■ INPUT:
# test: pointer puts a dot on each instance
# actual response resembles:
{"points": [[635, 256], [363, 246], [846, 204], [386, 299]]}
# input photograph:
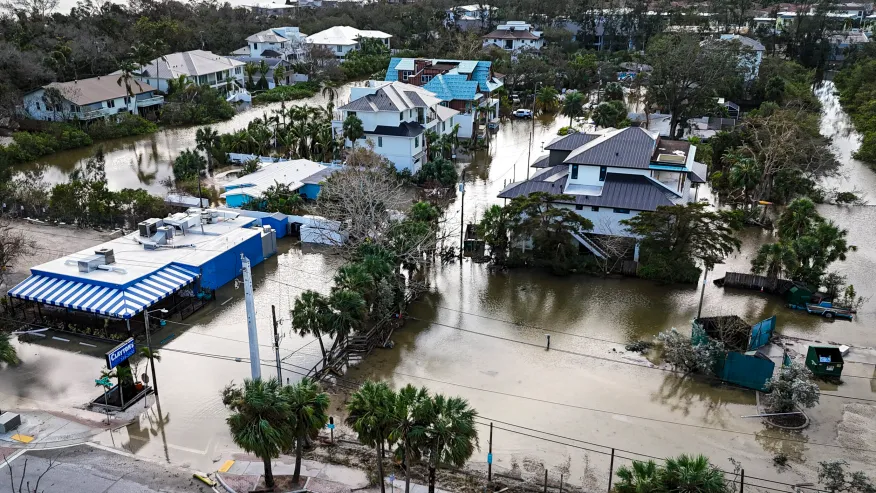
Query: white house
{"points": [[287, 43], [514, 36], [614, 175], [341, 40], [470, 17], [89, 99], [199, 67], [396, 117]]}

■ EXERCISE: Print each entry above exactly. The pictures should not be printed.

■ EXERCISE RESPONSE:
# test: pointer puts a dot on each instance
# actual response resembles:
{"points": [[635, 256], [363, 246], [846, 204], [386, 299]]}
# input photograph:
Query: white house
{"points": [[287, 43], [514, 36], [614, 175], [341, 40], [470, 17], [89, 99], [199, 67], [396, 117]]}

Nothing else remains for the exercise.